■ Your objective: Copy each of the records below line for line, with no changes.

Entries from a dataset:

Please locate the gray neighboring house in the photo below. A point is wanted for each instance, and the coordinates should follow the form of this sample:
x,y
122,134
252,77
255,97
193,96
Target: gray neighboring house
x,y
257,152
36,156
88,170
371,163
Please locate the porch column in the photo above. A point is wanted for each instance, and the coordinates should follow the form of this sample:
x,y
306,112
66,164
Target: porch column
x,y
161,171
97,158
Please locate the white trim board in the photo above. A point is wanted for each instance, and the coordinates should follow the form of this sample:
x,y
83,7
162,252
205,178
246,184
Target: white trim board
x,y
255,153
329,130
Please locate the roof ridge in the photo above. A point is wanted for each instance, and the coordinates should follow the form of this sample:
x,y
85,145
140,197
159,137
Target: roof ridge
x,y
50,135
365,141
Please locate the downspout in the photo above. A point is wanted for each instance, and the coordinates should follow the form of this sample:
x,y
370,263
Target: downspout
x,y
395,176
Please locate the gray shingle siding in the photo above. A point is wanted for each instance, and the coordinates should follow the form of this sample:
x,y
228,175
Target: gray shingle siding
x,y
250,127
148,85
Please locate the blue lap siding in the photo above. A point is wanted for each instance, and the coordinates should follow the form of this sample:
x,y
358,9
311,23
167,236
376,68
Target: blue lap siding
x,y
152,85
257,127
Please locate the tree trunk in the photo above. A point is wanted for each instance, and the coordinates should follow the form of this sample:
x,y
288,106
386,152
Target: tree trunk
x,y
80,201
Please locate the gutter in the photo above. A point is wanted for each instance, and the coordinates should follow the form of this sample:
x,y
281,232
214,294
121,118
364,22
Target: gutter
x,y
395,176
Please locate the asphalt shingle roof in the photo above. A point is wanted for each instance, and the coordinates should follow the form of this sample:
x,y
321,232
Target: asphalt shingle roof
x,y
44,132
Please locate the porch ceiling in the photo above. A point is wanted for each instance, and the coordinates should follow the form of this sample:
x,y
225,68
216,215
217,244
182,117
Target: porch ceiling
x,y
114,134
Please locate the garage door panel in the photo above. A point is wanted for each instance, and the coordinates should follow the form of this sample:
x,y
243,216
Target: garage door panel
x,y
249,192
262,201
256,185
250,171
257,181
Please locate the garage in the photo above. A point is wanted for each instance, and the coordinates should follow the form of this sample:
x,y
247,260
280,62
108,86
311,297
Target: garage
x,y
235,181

■ Output for this task:
Please locate the gray neighboring house in the photo below. A point is wanted for each instance, and the coordinates should follow the form of this sample:
x,y
122,134
252,77
255,97
193,96
Target: gray neighboring house
x,y
257,152
36,156
88,170
371,163
Please locate the porch column in the photo above. A point is wanted for each instance, and the coordinates should follow the form of this sample:
x,y
306,112
66,164
Target: porch column
x,y
161,171
97,158
Please locate the white trim board in the photo above. A point is wanted for each instance, and the coordinates should follow the form of this sample:
x,y
83,7
162,252
205,178
246,184
Target: white trim board
x,y
255,153
329,130
Please locate the roof ridge in the photo above. A point is wanted for each instance, and the coordinates should follow the form of this sample:
x,y
85,145
140,197
159,137
Target: roof ridge
x,y
50,135
365,141
Please locate the downspout in the photo above. A point is wanted for each instance, and the coordinates should follow the form of this sample:
x,y
370,263
Target: downspout
x,y
395,176
Please locate the gray shingle siding in the photo above. A point is wanted for each instance, and the coordinates should follow the form of this sample:
x,y
228,175
Target: gray shingle siding
x,y
250,127
148,85
Please locate the blue lap siding in the photo above. A point is wanted for each instance, and the coordinates should follow the form of this sample:
x,y
358,9
311,23
167,236
376,68
Target: blue lap siding
x,y
152,85
257,127
Please locate the tree trunk in the photo above. A point is wanted for each instance, and the coordinates should follow the form of this sample:
x,y
288,106
386,152
Target: tree trunk
x,y
80,201
Please locate the gutter in the photo above. A point is wanted for each instance, and the coordinates should follow the form of this sample:
x,y
281,232
214,294
121,118
364,22
Target: gutter
x,y
395,176
Please locate the asphalt shingle roof in the photo above. A point is wanted for each instance, and the coordinates should follow the form of this sample:
x,y
321,232
Target: asphalt shingle roof
x,y
44,132
Please locate the porch ceiling in the photo above. A point is wanted for each instance, and the coordinates should follow the form of this sample:
x,y
225,68
216,215
217,244
182,117
Target: porch ceiling
x,y
114,134
Please locate the garage door panel in the photo above. A point is wanted for each instance, and the coordinates should follow the form of this sample:
x,y
243,216
Target: garage door panel
x,y
249,192
262,201
256,185
250,171
257,181
Please locate the garage in the photo above. A point is wanted for each instance, and the coordinates should follow the form of this sample:
x,y
247,260
280,62
108,86
311,297
Target: garage
x,y
235,181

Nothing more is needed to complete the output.